▸ **WHAT YOU WILL DO**: Copy out, unchanged, the entries below from the "Target: tree" line to the final line. Omit pictures.
─── INFORMATION ───
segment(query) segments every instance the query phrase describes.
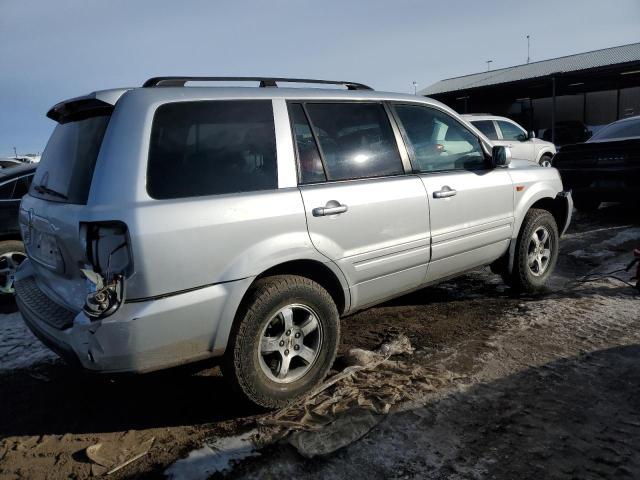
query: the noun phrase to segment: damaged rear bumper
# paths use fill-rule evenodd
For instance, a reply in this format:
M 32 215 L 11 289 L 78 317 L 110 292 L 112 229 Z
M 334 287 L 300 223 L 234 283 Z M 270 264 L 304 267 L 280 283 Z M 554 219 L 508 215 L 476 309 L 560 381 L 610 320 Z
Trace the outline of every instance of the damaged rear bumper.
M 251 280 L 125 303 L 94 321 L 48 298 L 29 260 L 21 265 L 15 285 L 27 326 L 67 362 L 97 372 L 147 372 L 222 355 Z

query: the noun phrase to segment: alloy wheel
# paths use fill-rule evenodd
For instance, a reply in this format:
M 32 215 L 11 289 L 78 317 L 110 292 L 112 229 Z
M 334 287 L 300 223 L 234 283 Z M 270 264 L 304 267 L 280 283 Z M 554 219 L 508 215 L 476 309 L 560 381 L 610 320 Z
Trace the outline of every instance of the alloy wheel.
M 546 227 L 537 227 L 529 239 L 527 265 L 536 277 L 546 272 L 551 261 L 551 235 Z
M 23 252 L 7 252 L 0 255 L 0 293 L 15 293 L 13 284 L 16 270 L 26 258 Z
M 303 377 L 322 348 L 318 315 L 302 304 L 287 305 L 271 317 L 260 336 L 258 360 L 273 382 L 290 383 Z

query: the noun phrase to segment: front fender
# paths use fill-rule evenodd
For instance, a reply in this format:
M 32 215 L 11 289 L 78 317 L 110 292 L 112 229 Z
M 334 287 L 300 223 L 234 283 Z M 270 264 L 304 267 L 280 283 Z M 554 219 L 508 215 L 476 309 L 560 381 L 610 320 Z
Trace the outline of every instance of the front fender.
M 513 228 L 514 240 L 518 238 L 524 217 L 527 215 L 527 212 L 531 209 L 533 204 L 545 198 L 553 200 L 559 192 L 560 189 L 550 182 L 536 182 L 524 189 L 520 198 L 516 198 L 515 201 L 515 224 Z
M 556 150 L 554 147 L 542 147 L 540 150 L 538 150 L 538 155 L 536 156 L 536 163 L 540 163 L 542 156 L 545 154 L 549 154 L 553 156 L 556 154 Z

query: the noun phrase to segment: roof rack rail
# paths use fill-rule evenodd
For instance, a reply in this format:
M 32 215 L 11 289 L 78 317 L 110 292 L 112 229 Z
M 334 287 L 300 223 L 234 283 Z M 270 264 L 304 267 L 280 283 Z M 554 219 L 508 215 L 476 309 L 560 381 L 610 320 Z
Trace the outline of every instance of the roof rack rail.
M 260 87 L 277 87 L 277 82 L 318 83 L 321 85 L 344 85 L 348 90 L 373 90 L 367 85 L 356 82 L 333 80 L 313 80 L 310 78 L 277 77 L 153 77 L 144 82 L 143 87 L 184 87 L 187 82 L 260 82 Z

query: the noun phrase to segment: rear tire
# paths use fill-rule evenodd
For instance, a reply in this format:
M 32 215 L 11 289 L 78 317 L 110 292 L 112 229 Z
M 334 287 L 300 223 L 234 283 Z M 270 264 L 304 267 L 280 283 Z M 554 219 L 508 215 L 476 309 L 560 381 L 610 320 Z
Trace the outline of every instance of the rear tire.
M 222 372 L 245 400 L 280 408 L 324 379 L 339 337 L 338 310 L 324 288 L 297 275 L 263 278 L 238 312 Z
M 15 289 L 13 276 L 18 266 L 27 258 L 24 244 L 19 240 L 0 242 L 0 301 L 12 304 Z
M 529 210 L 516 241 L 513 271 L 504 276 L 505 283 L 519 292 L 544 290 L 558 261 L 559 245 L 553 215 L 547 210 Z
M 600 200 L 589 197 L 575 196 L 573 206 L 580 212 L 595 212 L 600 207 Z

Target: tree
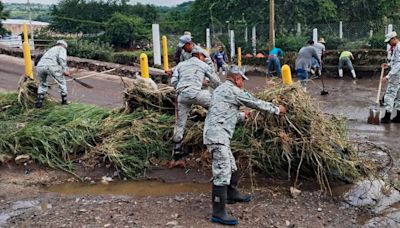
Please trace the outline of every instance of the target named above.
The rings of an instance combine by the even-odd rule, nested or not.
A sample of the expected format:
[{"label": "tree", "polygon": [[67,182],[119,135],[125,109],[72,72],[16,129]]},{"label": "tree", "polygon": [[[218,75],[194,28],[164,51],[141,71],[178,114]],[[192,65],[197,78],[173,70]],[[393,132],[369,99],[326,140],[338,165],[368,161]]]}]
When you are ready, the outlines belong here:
───
▸ **TASK OUTPUT**:
Target: tree
Please trace the outline of every instance of the target named above.
The rings of an instance combine by the even-odd rule, nested or not.
A sample of the expected format:
[{"label": "tree", "polygon": [[67,182],[119,135],[125,109],[72,72],[16,129]]},{"label": "tree", "polygon": [[[218,75],[194,28],[164,51],[141,71],[178,114]],[[192,65],[197,78],[173,70]],[[393,132],[369,99],[326,140],[338,165],[368,161]]]}]
When you are ready, the outlines belong here:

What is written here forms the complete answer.